Wann hat es eigentlich begonnen: das Zeitalter, in dem wir unseren eigenen Augen nicht mehr trauen konnten? Glaubt man den Worten von Barack Obama, befinden wir uns aktuell an einer Schwelle: „Wir betreten eine Ära, in der unsere Feinde jede:m von uns beliebige Aussagen in den Mund legen können, die wir so niemals getätigt haben“, warnte der Ex-Präsident 2018 in einer Videobotschaft. Kurz darauf erscheint im Bild neben ihm das Gesicht eines zweiten Mannes. Es gehört dem Regisseur Jordan Peele, der Obama mit Hilfe von Künstlicher Intelligenz seine eigenen Worte in den Mund gelegt hatte. Das Video, das auf die Gefahren von Deepfakes hinweist, entpuppt sich selbst als Deepfake.

* Arbeitsaufträge
a - Kannst du den Absatz des Textauszugs, der mit „Wann hat es eigentlich begonnen“ anfängt, als knappe Stichpunktliste wiedergeben und dabei die wesentlichen Fakten beibehalten?
b - Kannst du aus der Auflistung die Zeilen abschreiben, angefangen mit der Zeile, die „of the wooden“ enthält, und weiter bis einschließlich zum Ende der Auflistung?

Einträge aus einer Sammlung

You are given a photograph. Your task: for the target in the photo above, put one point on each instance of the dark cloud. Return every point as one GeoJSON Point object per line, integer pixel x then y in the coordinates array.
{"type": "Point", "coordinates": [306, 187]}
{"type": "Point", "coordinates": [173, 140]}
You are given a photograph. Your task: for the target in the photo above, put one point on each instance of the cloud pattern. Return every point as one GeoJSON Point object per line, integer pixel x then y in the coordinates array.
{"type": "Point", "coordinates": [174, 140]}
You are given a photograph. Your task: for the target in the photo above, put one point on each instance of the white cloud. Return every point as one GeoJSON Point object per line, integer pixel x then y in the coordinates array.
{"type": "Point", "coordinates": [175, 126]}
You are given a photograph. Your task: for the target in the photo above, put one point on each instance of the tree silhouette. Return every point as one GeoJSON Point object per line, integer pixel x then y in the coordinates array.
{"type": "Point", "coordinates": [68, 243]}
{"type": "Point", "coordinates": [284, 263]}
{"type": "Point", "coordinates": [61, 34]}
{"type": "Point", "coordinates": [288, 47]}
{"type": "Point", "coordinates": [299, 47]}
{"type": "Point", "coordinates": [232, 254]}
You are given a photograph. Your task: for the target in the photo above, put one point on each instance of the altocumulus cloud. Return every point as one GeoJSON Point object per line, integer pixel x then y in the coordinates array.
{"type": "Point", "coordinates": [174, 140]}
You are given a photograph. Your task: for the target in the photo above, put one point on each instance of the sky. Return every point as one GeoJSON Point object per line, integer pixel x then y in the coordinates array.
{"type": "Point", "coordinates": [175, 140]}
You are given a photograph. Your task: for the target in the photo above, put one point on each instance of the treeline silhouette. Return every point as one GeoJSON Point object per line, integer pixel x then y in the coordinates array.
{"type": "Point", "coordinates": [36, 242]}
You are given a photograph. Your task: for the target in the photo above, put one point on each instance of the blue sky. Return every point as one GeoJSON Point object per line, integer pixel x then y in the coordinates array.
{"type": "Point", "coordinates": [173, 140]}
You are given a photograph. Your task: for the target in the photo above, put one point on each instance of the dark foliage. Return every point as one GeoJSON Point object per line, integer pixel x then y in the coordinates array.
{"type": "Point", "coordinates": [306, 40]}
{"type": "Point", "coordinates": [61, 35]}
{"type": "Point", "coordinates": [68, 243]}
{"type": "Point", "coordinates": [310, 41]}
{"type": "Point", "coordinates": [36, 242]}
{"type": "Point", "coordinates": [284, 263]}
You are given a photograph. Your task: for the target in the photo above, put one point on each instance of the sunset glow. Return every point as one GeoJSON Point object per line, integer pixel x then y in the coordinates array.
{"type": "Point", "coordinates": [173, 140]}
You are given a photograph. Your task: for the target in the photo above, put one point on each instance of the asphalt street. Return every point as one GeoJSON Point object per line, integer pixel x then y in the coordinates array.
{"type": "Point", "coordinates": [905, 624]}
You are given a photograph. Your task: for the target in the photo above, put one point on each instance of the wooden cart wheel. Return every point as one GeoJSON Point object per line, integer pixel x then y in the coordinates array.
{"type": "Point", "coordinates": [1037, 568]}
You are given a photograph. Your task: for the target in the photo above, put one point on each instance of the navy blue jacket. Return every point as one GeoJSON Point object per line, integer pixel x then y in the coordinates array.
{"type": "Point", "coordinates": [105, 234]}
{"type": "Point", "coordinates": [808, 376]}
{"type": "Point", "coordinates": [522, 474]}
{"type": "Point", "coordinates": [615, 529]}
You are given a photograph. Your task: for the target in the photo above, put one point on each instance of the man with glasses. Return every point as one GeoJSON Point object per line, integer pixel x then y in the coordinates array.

* Lösungen je Aufgabe
a -
- Gefragt wird, wann das Zeitalter begann, in dem wir unseren eigenen Augen nicht mehr trauen können.
- Laut Barack Obama stehen wir aktuell an einer Schwelle.
- 2018 warnte der Ex-Präsident in einer Videobotschaft vor einer Ära, in der Feinde jedem beliebige, nie getätigte Aussagen in den Mund legen können.
- Kurz darauf erscheint neben ihm das Gesicht des Regisseurs Jordan Peele.
- Peele hatte Obama mit Hilfe von Künstlicher Intelligenz seine eigenen Worte in den Mund gelegt.
- Das Video weist auf die Gefahren von Deepfakes hin und ist selbst ein Deepfake.

b -
You are given a photograph. Your task: for the target in the photo above, put one point on each instance of the wooden cart wheel. Return every point as one GeoJSON Point object per line, integer pixel x then y in the coordinates array.
{"type": "Point", "coordinates": [1037, 568]}
You are given a photograph. Your task: for the target in the photo above, put one point on each instance of the navy blue jacket. Return every point as one GeoJSON Point object per line, integer pixel x then y in the coordinates array.
{"type": "Point", "coordinates": [105, 234]}
{"type": "Point", "coordinates": [808, 376]}
{"type": "Point", "coordinates": [522, 474]}
{"type": "Point", "coordinates": [615, 529]}
You are given a photograph. Your task: for the target in the photo above, put one point on each instance of the man with glasses. Return every point as one GeoJSON Point object per line, integer pixel x then y in the coordinates array.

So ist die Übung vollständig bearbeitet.